Task goal: Reproduce verbatim the rows starting at the row that contains "The service MUST place one dot on the street light" and ending at the row that contains "x=441, y=470", with both of those rows included.

Location labeling records:
+ + +

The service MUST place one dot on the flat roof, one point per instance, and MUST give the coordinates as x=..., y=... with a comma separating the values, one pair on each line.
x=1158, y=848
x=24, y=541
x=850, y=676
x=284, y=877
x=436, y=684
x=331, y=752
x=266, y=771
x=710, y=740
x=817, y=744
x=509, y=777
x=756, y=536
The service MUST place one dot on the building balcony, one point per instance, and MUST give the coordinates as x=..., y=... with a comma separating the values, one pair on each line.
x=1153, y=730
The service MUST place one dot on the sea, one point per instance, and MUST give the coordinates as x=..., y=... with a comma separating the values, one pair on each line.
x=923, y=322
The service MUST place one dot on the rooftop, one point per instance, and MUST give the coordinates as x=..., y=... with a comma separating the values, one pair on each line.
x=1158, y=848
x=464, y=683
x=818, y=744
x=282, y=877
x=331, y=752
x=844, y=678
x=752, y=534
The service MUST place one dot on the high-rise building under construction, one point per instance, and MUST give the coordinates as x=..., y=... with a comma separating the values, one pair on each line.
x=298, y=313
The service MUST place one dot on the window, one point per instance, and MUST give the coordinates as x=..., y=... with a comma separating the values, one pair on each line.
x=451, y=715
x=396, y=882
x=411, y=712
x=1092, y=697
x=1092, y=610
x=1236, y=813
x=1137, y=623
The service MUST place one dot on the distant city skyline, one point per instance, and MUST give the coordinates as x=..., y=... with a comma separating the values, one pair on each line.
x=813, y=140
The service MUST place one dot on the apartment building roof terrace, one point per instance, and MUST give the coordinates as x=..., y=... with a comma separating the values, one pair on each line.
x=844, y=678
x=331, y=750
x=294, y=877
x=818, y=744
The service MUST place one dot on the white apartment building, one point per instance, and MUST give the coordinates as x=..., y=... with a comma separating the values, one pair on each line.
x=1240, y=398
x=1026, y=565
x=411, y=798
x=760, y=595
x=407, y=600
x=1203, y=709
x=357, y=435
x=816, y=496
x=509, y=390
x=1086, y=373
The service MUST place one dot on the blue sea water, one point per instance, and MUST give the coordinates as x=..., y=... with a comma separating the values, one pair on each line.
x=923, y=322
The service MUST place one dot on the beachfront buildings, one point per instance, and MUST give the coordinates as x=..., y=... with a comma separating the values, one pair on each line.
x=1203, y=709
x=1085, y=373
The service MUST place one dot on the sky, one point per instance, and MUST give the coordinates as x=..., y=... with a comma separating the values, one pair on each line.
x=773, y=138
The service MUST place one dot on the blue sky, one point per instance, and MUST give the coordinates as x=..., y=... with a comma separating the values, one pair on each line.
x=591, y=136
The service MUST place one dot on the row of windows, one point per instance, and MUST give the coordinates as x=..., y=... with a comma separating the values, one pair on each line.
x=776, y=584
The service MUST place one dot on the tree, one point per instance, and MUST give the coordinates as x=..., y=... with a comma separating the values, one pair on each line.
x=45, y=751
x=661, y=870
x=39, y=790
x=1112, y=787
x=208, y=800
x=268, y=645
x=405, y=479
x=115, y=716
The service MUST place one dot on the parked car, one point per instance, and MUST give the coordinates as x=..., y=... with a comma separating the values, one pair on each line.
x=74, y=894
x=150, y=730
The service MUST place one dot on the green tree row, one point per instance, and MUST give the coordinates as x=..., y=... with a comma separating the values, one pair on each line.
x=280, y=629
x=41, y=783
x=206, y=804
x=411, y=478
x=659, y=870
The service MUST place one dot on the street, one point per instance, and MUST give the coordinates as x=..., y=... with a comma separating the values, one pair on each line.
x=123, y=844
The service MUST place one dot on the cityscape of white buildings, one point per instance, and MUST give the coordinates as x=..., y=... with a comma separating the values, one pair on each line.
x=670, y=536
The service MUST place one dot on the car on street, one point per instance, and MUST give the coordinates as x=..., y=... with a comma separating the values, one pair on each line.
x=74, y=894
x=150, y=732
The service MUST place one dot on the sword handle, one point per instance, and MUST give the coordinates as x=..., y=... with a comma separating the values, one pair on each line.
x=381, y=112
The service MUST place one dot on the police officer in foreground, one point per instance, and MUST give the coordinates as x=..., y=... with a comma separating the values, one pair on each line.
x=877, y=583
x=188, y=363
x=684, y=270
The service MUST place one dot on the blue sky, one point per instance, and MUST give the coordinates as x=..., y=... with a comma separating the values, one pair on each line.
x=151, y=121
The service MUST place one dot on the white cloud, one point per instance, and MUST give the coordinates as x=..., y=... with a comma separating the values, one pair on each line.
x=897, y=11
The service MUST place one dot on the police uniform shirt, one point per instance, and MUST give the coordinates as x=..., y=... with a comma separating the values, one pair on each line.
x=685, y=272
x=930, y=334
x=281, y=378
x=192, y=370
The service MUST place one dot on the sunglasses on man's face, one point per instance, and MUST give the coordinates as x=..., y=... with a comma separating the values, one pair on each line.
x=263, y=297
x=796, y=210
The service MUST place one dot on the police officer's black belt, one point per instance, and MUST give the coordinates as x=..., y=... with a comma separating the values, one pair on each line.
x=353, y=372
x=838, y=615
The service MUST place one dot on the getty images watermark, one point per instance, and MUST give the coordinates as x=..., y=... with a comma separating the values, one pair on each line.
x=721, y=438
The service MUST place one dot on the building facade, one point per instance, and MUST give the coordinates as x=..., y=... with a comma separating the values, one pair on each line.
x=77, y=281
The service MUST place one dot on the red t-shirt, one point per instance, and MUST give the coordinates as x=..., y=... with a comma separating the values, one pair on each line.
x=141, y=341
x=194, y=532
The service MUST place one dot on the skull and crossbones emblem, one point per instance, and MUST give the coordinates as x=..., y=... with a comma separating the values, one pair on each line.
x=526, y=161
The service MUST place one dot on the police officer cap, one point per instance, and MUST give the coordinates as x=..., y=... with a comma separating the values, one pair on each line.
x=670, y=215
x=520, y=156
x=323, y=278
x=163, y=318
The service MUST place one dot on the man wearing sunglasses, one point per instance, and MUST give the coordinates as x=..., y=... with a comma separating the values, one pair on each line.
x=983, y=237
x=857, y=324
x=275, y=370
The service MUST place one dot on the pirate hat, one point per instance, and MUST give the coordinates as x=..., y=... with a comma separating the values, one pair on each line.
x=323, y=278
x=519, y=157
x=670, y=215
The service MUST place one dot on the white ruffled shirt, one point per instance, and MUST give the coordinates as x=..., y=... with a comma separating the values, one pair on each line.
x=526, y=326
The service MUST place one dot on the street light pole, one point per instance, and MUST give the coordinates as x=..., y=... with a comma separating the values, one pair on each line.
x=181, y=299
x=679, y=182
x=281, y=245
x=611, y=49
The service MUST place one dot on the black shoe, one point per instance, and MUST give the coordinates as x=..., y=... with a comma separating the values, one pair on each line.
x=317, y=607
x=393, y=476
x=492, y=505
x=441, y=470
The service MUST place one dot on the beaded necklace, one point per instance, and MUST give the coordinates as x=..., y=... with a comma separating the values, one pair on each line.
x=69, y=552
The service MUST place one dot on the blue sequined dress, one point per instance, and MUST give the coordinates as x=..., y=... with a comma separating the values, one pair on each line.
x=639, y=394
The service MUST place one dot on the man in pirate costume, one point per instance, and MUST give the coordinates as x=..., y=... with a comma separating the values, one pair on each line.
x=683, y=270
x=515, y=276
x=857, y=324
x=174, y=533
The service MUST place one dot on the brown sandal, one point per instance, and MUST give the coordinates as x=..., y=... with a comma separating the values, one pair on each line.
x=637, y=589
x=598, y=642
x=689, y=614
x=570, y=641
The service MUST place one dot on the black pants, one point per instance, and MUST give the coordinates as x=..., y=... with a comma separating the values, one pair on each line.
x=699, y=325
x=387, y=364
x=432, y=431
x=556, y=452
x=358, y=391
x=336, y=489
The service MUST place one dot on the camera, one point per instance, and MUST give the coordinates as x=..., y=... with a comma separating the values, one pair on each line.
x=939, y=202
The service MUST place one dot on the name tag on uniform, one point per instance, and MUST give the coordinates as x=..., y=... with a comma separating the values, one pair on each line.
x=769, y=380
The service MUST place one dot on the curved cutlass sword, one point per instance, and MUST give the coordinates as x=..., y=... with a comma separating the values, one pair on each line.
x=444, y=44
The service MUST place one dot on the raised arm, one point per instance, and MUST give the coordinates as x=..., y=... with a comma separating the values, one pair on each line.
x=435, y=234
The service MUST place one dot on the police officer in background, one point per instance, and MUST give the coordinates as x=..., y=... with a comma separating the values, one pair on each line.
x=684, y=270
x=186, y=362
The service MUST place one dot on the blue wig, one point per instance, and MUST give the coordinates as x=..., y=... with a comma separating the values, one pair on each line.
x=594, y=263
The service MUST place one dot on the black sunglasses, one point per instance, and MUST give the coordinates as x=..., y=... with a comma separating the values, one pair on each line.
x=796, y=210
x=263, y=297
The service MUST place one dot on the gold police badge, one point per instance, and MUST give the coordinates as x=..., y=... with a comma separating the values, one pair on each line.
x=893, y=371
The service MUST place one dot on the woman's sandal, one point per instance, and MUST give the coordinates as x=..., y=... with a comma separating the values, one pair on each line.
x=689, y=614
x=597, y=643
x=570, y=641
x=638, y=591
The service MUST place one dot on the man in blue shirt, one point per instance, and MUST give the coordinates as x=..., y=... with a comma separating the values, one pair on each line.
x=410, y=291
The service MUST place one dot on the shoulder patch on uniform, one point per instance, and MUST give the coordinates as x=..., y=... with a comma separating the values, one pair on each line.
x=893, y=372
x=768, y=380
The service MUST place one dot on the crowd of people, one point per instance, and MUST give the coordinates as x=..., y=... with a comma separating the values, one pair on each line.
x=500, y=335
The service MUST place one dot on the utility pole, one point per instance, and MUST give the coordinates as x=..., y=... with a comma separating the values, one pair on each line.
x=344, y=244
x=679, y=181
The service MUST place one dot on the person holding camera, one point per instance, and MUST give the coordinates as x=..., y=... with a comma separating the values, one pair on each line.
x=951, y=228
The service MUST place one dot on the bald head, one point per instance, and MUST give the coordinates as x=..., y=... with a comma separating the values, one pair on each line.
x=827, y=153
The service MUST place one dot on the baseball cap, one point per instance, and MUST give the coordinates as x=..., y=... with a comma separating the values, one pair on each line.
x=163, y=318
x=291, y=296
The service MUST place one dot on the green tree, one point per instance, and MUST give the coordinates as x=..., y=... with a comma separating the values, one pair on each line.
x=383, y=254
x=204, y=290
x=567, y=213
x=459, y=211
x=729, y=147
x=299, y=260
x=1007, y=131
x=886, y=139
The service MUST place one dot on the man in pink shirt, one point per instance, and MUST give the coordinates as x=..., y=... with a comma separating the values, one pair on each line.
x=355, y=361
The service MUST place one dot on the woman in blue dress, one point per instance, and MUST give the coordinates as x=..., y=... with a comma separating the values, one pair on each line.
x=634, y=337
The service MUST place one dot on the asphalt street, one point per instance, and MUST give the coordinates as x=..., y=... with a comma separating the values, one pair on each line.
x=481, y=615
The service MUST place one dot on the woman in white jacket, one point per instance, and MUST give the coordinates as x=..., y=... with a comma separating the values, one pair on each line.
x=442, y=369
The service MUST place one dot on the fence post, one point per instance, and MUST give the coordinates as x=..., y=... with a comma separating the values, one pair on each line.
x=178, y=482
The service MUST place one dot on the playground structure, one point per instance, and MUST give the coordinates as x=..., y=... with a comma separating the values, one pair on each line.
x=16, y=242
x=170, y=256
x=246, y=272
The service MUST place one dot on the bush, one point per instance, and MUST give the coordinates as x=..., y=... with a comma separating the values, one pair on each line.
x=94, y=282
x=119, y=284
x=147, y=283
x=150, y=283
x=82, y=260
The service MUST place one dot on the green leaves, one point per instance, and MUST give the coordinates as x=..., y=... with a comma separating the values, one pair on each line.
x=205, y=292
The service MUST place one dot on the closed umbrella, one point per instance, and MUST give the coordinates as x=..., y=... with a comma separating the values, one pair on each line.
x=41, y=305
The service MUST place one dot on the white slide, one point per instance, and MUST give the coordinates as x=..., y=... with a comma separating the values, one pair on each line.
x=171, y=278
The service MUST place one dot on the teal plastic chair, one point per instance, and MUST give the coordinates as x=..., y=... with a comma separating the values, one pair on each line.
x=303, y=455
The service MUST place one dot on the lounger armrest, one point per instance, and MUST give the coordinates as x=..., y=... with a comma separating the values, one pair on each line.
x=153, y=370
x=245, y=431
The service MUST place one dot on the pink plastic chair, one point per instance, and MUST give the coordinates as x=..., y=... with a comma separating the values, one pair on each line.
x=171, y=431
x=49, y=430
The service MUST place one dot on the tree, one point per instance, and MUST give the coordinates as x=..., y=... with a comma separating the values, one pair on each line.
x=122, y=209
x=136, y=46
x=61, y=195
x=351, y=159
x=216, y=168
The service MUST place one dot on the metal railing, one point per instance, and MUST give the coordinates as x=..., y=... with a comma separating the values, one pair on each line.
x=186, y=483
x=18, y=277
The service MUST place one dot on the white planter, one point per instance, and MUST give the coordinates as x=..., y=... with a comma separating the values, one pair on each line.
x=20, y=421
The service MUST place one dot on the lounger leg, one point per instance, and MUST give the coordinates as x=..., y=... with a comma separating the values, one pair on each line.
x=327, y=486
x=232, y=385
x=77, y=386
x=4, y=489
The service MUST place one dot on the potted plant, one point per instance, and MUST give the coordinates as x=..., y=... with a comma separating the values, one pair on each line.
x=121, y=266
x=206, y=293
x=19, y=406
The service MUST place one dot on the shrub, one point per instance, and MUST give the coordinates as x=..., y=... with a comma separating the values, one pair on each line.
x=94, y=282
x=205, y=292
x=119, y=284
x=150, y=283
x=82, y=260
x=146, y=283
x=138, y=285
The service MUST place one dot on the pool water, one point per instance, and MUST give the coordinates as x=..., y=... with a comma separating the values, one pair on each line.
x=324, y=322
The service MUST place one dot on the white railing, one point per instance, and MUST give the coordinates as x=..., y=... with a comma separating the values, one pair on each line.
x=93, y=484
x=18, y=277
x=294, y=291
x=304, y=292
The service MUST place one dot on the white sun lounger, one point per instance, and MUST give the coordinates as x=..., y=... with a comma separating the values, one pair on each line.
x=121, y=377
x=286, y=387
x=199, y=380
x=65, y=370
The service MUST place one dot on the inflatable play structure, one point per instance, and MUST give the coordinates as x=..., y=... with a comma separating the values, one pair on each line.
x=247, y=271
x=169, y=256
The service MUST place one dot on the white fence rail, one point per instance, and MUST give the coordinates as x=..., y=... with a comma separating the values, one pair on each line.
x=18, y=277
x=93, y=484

+ + +

Problem solution:
The service MUST place one dot on the street light pole, one point per instance, and MUST give the coordinates as x=..., y=... with a comma separating the values, one pair on each line.
x=181, y=299
x=679, y=182
x=281, y=245
x=611, y=49
The service MUST place one dot on the black shoe, one point per instance, and MUST give the coordinates as x=..., y=... with a comma separating the values, one pair on each line.
x=317, y=607
x=393, y=476
x=492, y=505
x=441, y=470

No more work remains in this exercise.